EXTRACTED ENTRIES:
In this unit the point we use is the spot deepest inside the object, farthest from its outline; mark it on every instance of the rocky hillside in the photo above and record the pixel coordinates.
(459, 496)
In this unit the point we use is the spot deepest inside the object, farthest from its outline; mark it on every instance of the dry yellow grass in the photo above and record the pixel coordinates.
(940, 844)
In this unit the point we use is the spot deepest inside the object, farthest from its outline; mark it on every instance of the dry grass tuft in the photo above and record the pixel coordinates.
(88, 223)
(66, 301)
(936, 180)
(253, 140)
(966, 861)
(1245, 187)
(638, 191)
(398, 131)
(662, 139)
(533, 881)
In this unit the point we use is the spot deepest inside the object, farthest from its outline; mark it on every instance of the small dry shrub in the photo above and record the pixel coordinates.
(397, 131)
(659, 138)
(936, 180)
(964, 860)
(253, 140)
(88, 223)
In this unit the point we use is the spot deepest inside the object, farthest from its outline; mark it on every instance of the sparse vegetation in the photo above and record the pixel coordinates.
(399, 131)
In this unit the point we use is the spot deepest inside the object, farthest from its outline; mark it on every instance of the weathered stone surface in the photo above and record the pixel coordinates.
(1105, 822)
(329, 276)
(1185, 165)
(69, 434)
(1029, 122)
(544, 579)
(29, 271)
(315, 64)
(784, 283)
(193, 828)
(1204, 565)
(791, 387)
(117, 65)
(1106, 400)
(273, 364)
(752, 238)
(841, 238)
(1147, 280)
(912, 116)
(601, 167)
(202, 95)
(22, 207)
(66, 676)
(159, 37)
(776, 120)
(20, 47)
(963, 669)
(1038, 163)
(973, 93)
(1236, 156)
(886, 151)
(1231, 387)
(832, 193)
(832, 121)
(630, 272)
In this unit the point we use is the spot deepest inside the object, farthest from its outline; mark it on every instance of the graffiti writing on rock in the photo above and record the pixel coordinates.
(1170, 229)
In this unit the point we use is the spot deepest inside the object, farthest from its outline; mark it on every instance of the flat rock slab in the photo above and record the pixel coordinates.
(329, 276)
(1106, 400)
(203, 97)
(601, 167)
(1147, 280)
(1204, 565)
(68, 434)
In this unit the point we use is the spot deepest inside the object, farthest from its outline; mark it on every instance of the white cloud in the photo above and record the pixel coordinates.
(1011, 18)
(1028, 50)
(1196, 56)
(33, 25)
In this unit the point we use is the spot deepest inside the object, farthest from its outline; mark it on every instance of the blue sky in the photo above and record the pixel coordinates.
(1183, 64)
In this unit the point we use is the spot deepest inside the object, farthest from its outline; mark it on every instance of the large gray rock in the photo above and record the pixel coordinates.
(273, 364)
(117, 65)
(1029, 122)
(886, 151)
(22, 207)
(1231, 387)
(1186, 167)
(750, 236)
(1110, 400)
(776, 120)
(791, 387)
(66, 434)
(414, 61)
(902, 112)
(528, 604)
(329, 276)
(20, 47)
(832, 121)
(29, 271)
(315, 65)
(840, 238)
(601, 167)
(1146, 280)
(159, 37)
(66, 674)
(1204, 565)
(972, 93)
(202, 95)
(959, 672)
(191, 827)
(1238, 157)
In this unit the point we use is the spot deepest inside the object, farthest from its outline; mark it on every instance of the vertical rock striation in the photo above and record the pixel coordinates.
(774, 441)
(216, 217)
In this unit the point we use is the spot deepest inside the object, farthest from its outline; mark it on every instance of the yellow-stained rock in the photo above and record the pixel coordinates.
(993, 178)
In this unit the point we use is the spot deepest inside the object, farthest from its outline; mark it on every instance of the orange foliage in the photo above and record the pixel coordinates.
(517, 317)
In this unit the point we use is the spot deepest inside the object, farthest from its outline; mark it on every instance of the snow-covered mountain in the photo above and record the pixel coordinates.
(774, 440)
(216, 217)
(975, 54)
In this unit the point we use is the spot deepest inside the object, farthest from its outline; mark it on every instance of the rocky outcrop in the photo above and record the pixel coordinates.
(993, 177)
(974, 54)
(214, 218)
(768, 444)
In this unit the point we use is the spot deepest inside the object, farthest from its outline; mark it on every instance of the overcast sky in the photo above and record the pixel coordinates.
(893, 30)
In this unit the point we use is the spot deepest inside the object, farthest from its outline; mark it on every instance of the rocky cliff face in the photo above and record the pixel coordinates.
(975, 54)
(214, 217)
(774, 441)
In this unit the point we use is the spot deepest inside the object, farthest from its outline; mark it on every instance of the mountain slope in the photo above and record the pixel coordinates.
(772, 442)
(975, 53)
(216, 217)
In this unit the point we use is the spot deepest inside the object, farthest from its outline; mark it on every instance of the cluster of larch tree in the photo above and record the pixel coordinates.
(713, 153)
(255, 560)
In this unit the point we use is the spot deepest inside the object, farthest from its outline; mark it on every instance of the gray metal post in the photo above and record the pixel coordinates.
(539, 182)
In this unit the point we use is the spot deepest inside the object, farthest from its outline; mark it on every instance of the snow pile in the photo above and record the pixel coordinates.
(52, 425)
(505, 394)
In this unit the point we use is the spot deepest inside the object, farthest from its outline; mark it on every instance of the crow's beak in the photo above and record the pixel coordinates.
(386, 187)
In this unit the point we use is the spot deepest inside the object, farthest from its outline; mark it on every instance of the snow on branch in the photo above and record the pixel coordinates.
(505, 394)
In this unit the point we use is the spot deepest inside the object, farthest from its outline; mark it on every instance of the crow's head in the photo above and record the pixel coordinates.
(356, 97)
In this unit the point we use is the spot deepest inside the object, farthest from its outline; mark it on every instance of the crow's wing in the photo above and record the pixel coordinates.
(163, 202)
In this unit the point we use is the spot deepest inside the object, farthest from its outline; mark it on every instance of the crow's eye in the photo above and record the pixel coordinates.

OBJECTIVE:
Please edit the entries above, changing every "pixel coordinates" to "image coordinates" and leaving everything else as it is.

SOLVED EXERCISE:
In this unit the point we use is the spot deepest inside the object, farthest from its outline; mark it on every instance of the rocky hillside in the photo above and record the image coordinates.
(459, 496)
In this unit the point we use is the spot deepest inside the object, farthest from its outline; mark it on every instance of the dry yellow grass in the photo above and record the image coordinates.
(940, 844)
In this unit the point we use is the spot deepest inside the object, farthest from its outline; mark it on every instance of the dry grass tuft in the photo above and record the image coordinates.
(88, 223)
(66, 301)
(936, 180)
(253, 140)
(966, 861)
(1245, 187)
(638, 191)
(398, 131)
(662, 139)
(533, 881)
In this unit the point we use is the spot deepest inside the object, farthest from its outline; mark it on every instance of the small dry shrub in the photo above and record the image coordinates.
(397, 131)
(659, 138)
(936, 180)
(964, 860)
(253, 140)
(88, 223)
In this unit the point we use is the spot deepest inside the object, farthest from its outline; mark it on every instance of the sparse vegetation in the photo above and record the image coordinates.
(399, 131)
In this unit the point we use is the spot deepest inside the object, farthest from its outline; mark it on every instance of the weathered stone surface in the photo above and record the image coordinates.
(1105, 822)
(329, 276)
(1185, 165)
(69, 434)
(1029, 122)
(544, 579)
(29, 271)
(315, 64)
(784, 283)
(193, 828)
(1204, 565)
(791, 387)
(117, 65)
(1106, 400)
(273, 364)
(752, 238)
(841, 238)
(1147, 280)
(912, 116)
(601, 167)
(202, 95)
(22, 207)
(66, 676)
(159, 37)
(776, 120)
(20, 47)
(963, 669)
(1038, 163)
(973, 93)
(1236, 156)
(886, 151)
(1231, 387)
(832, 193)
(832, 121)
(630, 272)
In this unit the point we use is the spot deepest inside the object, farthest from its outline; mark it on every instance of the graffiti writing on rock in the photo above and record the image coordinates.
(1170, 229)
In this unit the point we use is the spot deepest inside the object, farthest from its outline; mark it on every instance of the flat rock slab in the photo above and record the image coordinates.
(329, 276)
(1106, 400)
(203, 97)
(601, 167)
(1147, 280)
(1204, 565)
(68, 434)
In this unit the point we use is the spot deepest inside the object, farthest from its outline; mark it on every instance of the white cloud in the photo above and record the image coordinates.
(1011, 18)
(1028, 50)
(1196, 56)
(33, 25)
In this unit the point we use is the spot deepest inside the object, farthest from its outline; mark it on every instance of the blue sky in the photo above and record the image coordinates.
(1183, 64)
In this unit the point we use is the spot deepest inside the object, farthest from its outline; mark it on every instance of the large gray rock in the photo above and record the image coordinates.
(273, 364)
(117, 65)
(1029, 122)
(886, 151)
(22, 207)
(1231, 387)
(1186, 167)
(750, 236)
(1110, 400)
(776, 120)
(791, 387)
(66, 434)
(414, 61)
(902, 112)
(528, 604)
(329, 276)
(20, 47)
(832, 121)
(29, 271)
(315, 65)
(840, 238)
(601, 167)
(1146, 280)
(159, 37)
(66, 674)
(1204, 565)
(972, 93)
(202, 95)
(959, 672)
(191, 827)
(1238, 157)
In this unit the point we use is the spot deepest inside the object, farthest from its outline; mark it on every instance of the vertical rock striation in the photo above and record the image coordinates.
(774, 441)
(216, 217)
In this unit the point we use is the spot deepest inside the object, farthest from its outline; mark it on every instance of the yellow-stained rock in the photo above and record the image coordinates.
(993, 178)
In this unit the point we use is the spot deepest inside the object, farthest from its outline; mark it on every instance of the orange foliage in the photo above and record the image coordinates.
(517, 317)
In this unit the point we use is the spot deepest inside the object, farthest from its outline; mark it on every instance of the snow-covered mountain in the photo above and record the image coordinates.
(774, 440)
(216, 217)
(975, 54)
In this unit the point we use is the spot deepest inside the object, farthest from its outline; mark it on every instance of the rocky outcrop in the photo above and record the image coordinates.
(993, 177)
(974, 54)
(214, 218)
(768, 444)
In this unit the point we use is the spot deepest inside the object, farthest from its outline; mark it on every instance of the overcast sky in the photo above and record the image coordinates.
(893, 30)
In this unit the point we use is the spot deepest inside the object, farthest from its outline; mark it on every instance of the rocky cliff face in the photo above and record the image coordinates.
(975, 54)
(214, 217)
(774, 441)
In this unit the point we use is the spot deepest inside the object, farthest from its outline; mark it on every instance of the mountain slope in the photo above and record the image coordinates.
(772, 442)
(975, 53)
(216, 217)
In this unit the point we use is the spot deepest inside the object, farthest from its outline; mark it on every instance of the cluster of larch tree in the photo above and record the image coordinates.
(713, 153)
(255, 560)
In this unit the point we use is the spot deepest inside the object, farthest from its outline; mark it on every instance of the gray metal post in the photo above and record the image coordinates.
(539, 182)
In this unit the point we use is the spot deepest inside the object, farthest from its outline; mark it on every instance of the snow pile in the photo above and record the image coordinates.
(52, 425)
(505, 394)
In this unit the point we use is the spot deepest inside the object, farthest from its outline; mark it on every instance of the crow's beak in the photo above and record the image coordinates.
(386, 187)
In this unit the point we use is the spot deepest inside the object, farthest from its outline; mark it on every instance of the snow on branch in the photo above and record the image coordinates.
(505, 394)
In this unit the point we use is the spot deepest inside the object, farthest from its outline; mark it on every instance of the crow's head in the photo above and record the image coordinates.
(356, 97)
In this unit the point we use is the spot deepest inside the object, farthest from its outline; mark it on every instance of the crow's wing in the photo above and record the image coordinates.
(163, 202)
In this unit the point we use is the spot deepest inside the object, farthest from its outline; mark it on every instance of the crow's eye in the photo above and record the image coordinates.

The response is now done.